───── PASSAGE PRÉSENTÉ ─────

Mercredi 12 décembre, Bastia reçoit l’Olympique de Marseille pour un match de gala à… huis clos. Le club bastiais est sanctionné pour les incidents qui ont émaillé le derby corse. Malgré l’interdiction de pénétrer dans le stade Armand Cesari, les supporters turchini, surnom des supporters bastiais, ont obtenu l’autorisation de la préfecture et de beIN Sport pour se réunir devant un écran géant, sur le parking à côté du stade. Et ils sont plusieurs milliers à se rassembler derrière les travées de Furiani, car en face c’est Marseille, le voisin continental honni, qui se présente.
Incidents avec le bus de l’Olympique de Marseille
En dehors du stade, les pétards rythment les chants bastiais et de nombreux fumigènes illuminent l’obscurité du parking. Fumée et détonations se voient et s’entendent jusque sur le terrain lorsque les joueurs pénètrent sur la pelouse. Une manière pour les supporters – bien qu’absents des travées – de montrer à leur équipe qu’ils ne sont pas loin. La rencontre se termine sur une défaite bastiaise (2-1) qui relance les Phocéens. Mais l’essentiel est ailleurs pour les supporters corses : le lendemain, une missive de la LFP annonce la suspension de Furiani à titre conservatoire. La Ligue pointe notamment que « l’un des engins pyrotechniques a été lancé sur le délégué adjoint occasionnant une brûlure à une jambe » et que « de très graves incidents ont été provoqués à l’arrivée et à la sortie du bus de l’Olympique de Marseille » .

───── DONNÉES FOURNIES ─────

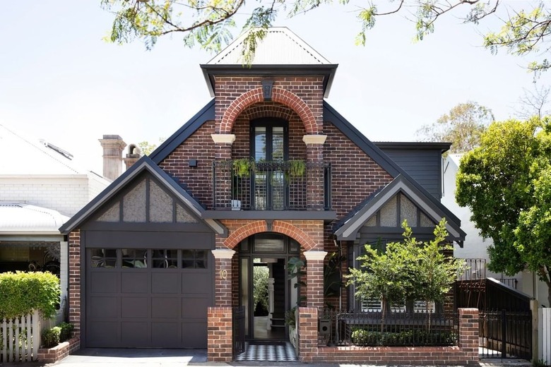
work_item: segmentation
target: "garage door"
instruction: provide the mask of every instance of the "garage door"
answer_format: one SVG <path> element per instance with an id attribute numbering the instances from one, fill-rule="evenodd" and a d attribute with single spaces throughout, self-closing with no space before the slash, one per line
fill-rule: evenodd
<path id="1" fill-rule="evenodd" d="M 206 348 L 208 250 L 88 248 L 88 347 Z"/>

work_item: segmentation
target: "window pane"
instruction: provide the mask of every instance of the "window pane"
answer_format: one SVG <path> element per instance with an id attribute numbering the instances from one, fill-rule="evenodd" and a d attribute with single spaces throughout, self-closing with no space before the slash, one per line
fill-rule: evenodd
<path id="1" fill-rule="evenodd" d="M 117 250 L 114 248 L 92 248 L 90 251 L 92 267 L 116 267 Z"/>
<path id="2" fill-rule="evenodd" d="M 143 248 L 123 248 L 123 267 L 147 267 L 148 251 Z"/>
<path id="3" fill-rule="evenodd" d="M 266 128 L 256 126 L 254 128 L 254 159 L 258 162 L 259 160 L 266 160 Z"/>
<path id="4" fill-rule="evenodd" d="M 153 267 L 177 267 L 178 265 L 177 250 L 153 250 Z"/>

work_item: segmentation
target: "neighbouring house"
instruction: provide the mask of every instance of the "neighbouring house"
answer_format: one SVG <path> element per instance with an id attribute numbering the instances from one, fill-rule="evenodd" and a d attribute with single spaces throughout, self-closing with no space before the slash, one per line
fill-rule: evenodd
<path id="1" fill-rule="evenodd" d="M 69 247 L 59 229 L 122 173 L 126 144 L 118 136 L 105 136 L 103 141 L 119 147 L 117 152 L 104 148 L 110 179 L 83 168 L 69 152 L 0 124 L 0 145 L 11 157 L 0 162 L 0 272 L 54 272 L 60 278 L 61 301 L 66 299 Z M 132 159 L 129 150 L 124 160 Z"/>
<path id="2" fill-rule="evenodd" d="M 352 289 L 324 295 L 333 253 L 346 258 L 340 270 L 357 266 L 365 243 L 402 238 L 403 219 L 423 240 L 446 218 L 449 241 L 465 240 L 440 202 L 449 144 L 377 146 L 324 100 L 336 64 L 273 28 L 244 67 L 244 39 L 201 66 L 213 100 L 60 228 L 81 347 L 206 348 L 210 360 L 231 360 L 235 307 L 255 340 L 287 339 L 280 322 L 301 296 L 312 312 L 374 306 Z M 286 270 L 298 257 L 301 287 Z M 260 326 L 256 266 L 270 277 Z M 316 333 L 317 318 L 307 327 Z"/>
<path id="3" fill-rule="evenodd" d="M 492 239 L 480 236 L 479 230 L 471 222 L 471 212 L 468 207 L 460 207 L 456 202 L 456 176 L 459 169 L 461 154 L 450 154 L 444 160 L 444 194 L 442 202 L 461 220 L 461 228 L 467 234 L 463 247 L 456 247 L 454 255 L 457 258 L 469 259 L 470 274 L 466 277 L 480 279 L 492 277 L 507 287 L 526 294 L 538 300 L 540 305 L 547 305 L 547 287 L 539 280 L 533 272 L 524 271 L 513 277 L 504 273 L 495 273 L 487 269 L 490 258 L 487 248 L 492 243 Z"/>

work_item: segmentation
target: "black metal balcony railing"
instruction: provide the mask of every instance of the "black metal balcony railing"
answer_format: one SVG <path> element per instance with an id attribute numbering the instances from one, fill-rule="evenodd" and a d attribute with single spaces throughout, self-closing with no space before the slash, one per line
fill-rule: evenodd
<path id="1" fill-rule="evenodd" d="M 331 164 L 328 162 L 215 161 L 213 180 L 215 209 L 331 207 Z"/>

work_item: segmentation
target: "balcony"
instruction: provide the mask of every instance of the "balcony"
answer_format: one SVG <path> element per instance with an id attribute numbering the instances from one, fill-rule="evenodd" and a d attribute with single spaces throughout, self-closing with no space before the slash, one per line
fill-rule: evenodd
<path id="1" fill-rule="evenodd" d="M 302 160 L 215 161 L 215 210 L 330 210 L 331 164 Z"/>

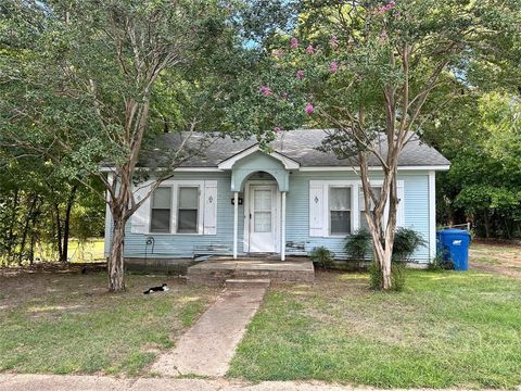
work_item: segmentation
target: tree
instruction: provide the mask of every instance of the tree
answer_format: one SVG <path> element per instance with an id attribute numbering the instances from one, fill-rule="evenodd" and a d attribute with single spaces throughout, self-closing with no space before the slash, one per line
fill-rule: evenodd
<path id="1" fill-rule="evenodd" d="M 521 235 L 520 113 L 516 94 L 473 87 L 424 129 L 453 163 L 439 187 L 441 222 L 471 222 L 486 238 Z"/>
<path id="2" fill-rule="evenodd" d="M 305 111 L 312 121 L 334 129 L 323 148 L 352 160 L 366 205 L 376 205 L 372 212 L 365 210 L 384 290 L 392 288 L 399 155 L 449 104 L 449 100 L 434 104 L 433 91 L 458 88 L 469 53 L 516 29 L 505 22 L 514 18 L 504 15 L 518 9 L 517 1 L 309 1 L 295 36 L 291 40 L 281 36 L 278 47 L 268 48 L 274 65 L 260 75 L 255 89 L 257 97 L 264 94 L 264 102 L 270 102 L 259 111 L 264 126 L 258 137 L 269 141 L 274 131 L 298 125 L 284 122 L 288 116 L 280 113 L 284 109 Z M 276 77 L 284 71 L 293 75 L 291 83 Z M 255 106 L 258 112 L 256 100 L 241 108 Z M 268 115 L 268 105 L 279 113 Z M 380 194 L 371 187 L 370 160 L 383 171 Z"/>
<path id="3" fill-rule="evenodd" d="M 9 55 L 1 64 L 0 143 L 51 160 L 62 175 L 86 185 L 89 176 L 99 178 L 114 222 L 109 288 L 124 290 L 126 223 L 200 149 L 189 149 L 187 140 L 217 110 L 217 88 L 207 87 L 224 84 L 215 61 L 234 50 L 229 10 L 203 0 L 12 0 L 2 13 L 0 39 Z M 177 96 L 170 91 L 165 106 L 166 84 Z M 181 101 L 179 117 L 166 117 Z M 140 173 L 148 141 L 169 123 L 187 130 L 185 141 L 165 151 L 161 171 Z M 154 177 L 151 191 L 136 200 L 134 185 L 147 176 Z"/>

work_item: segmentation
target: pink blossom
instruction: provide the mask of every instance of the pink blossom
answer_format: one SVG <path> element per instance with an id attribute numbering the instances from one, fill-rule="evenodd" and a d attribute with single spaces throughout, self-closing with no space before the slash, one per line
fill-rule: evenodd
<path id="1" fill-rule="evenodd" d="M 272 96 L 274 91 L 271 91 L 271 88 L 263 86 L 259 88 L 260 92 L 264 93 L 266 97 Z"/>
<path id="2" fill-rule="evenodd" d="M 335 35 L 332 35 L 329 39 L 329 45 L 331 45 L 331 48 L 336 49 L 339 47 L 339 38 L 336 38 Z"/>
<path id="3" fill-rule="evenodd" d="M 284 51 L 283 50 L 277 50 L 274 55 L 277 58 L 277 59 L 281 59 L 283 55 L 284 55 Z"/>
<path id="4" fill-rule="evenodd" d="M 298 48 L 298 39 L 296 39 L 295 37 L 291 38 L 290 46 L 291 46 L 291 49 Z"/>
<path id="5" fill-rule="evenodd" d="M 335 73 L 339 71 L 339 63 L 336 61 L 332 61 L 331 64 L 329 64 L 329 72 Z"/>
<path id="6" fill-rule="evenodd" d="M 391 0 L 389 3 L 386 3 L 385 5 L 380 8 L 380 10 L 378 10 L 378 12 L 382 14 L 382 13 L 385 13 L 387 11 L 391 11 L 395 7 L 396 7 L 396 2 L 394 0 Z"/>

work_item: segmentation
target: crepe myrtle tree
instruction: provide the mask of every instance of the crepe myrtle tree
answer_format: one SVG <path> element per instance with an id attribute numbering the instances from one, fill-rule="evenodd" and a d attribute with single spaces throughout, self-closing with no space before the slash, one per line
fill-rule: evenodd
<path id="1" fill-rule="evenodd" d="M 215 81 L 224 85 L 232 73 L 225 61 L 236 47 L 230 8 L 217 0 L 11 0 L 1 11 L 0 143 L 87 185 L 99 177 L 114 223 L 109 289 L 122 291 L 126 223 L 206 144 L 194 146 L 190 135 L 209 127 L 219 102 Z M 217 78 L 219 64 L 228 70 Z M 178 148 L 149 142 L 169 128 L 186 130 Z M 163 152 L 155 173 L 138 168 L 147 149 Z M 155 179 L 137 200 L 147 176 Z"/>
<path id="2" fill-rule="evenodd" d="M 308 124 L 333 129 L 321 148 L 350 160 L 365 204 L 374 205 L 365 211 L 382 290 L 392 288 L 401 153 L 421 134 L 422 124 L 449 104 L 473 48 L 516 28 L 501 15 L 516 12 L 517 3 L 305 2 L 294 36 L 276 37 L 266 48 L 271 66 L 252 80 L 255 96 L 242 105 L 252 114 L 232 116 L 249 118 L 266 143 L 281 129 L 302 125 L 303 116 Z M 447 99 L 435 105 L 430 98 L 442 85 Z M 382 168 L 381 193 L 371 186 L 369 162 Z"/>

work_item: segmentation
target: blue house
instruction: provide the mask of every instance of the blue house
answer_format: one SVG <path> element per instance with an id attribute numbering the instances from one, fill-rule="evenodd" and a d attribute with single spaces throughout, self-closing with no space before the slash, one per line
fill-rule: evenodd
<path id="1" fill-rule="evenodd" d="M 255 140 L 217 138 L 182 163 L 131 217 L 126 228 L 127 260 L 192 258 L 198 255 L 268 253 L 280 261 L 325 245 L 345 257 L 350 235 L 367 226 L 356 166 L 318 150 L 325 130 L 279 135 L 271 153 Z M 162 142 L 178 148 L 175 135 Z M 156 164 L 156 163 L 144 163 Z M 415 254 L 427 264 L 435 256 L 435 175 L 449 168 L 436 150 L 414 139 L 401 155 L 397 225 L 428 242 Z M 381 167 L 370 161 L 371 184 L 382 184 Z M 136 190 L 137 199 L 150 184 Z M 105 253 L 111 217 L 105 225 Z M 173 261 L 174 262 L 174 261 Z"/>

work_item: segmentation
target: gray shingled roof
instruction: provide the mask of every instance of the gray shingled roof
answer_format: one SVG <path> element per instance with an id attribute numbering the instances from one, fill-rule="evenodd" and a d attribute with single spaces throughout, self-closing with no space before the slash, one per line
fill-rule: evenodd
<path id="1" fill-rule="evenodd" d="M 317 150 L 320 147 L 327 131 L 322 129 L 298 129 L 284 131 L 271 143 L 275 151 L 298 162 L 303 167 L 345 166 L 353 161 L 339 160 L 332 152 Z M 205 136 L 193 135 L 187 143 L 189 148 L 199 149 Z M 207 137 L 207 136 L 206 136 Z M 158 140 L 162 149 L 171 147 L 177 150 L 181 142 L 180 135 L 165 134 Z M 244 149 L 256 144 L 255 139 L 234 141 L 230 137 L 216 137 L 201 155 L 191 157 L 181 164 L 182 167 L 216 167 L 220 162 L 240 153 Z M 382 144 L 385 149 L 385 143 Z M 370 165 L 378 165 L 376 159 L 370 159 Z M 421 142 L 415 137 L 403 150 L 399 156 L 401 166 L 440 166 L 448 165 L 450 162 L 434 148 Z M 157 159 L 147 159 L 144 166 L 161 165 Z"/>

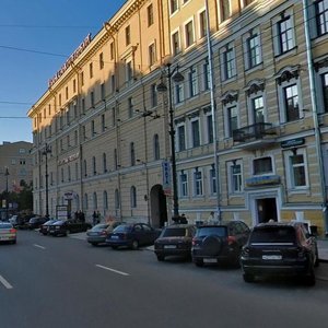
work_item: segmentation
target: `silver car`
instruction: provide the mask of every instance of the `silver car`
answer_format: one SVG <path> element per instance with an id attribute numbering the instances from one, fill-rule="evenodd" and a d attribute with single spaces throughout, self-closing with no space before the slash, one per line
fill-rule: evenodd
<path id="1" fill-rule="evenodd" d="M 16 230 L 10 222 L 0 222 L 0 243 L 16 244 Z"/>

─────

■ CONSIGNE DE L'EXERCICE
Dans le texte sur le match Bastia–Marseille, reprenez le passage qui commence par « Mercredi 12 décembre, Bastia » et se poursuit jusqu'à « qui se présente. », en substituant « écran panoramique » à « écran géant ».

■ RÉPONSE COMPLÈTE
Mercredi 12 décembre, Bastia reçoit l’Olympique de Marseille pour un match de gala à… huis clos. Le club bastiais est sanctionné pour les incidents qui ont émaillé le derby corse. Malgré l’interdiction de pénétrer dans le stade Armand Cesari, les supporters turchini, surnom des supporters bastiais, ont obtenu l’autorisation de la préfecture et de beIN Sport pour se réunir devant un écran panoramique, sur le parking à côté du stade. Et ils sont plusieurs milliers à se rassembler derrière les travées de Furiani, car en face c’est Marseille, le voisin continental honni, qui se présente.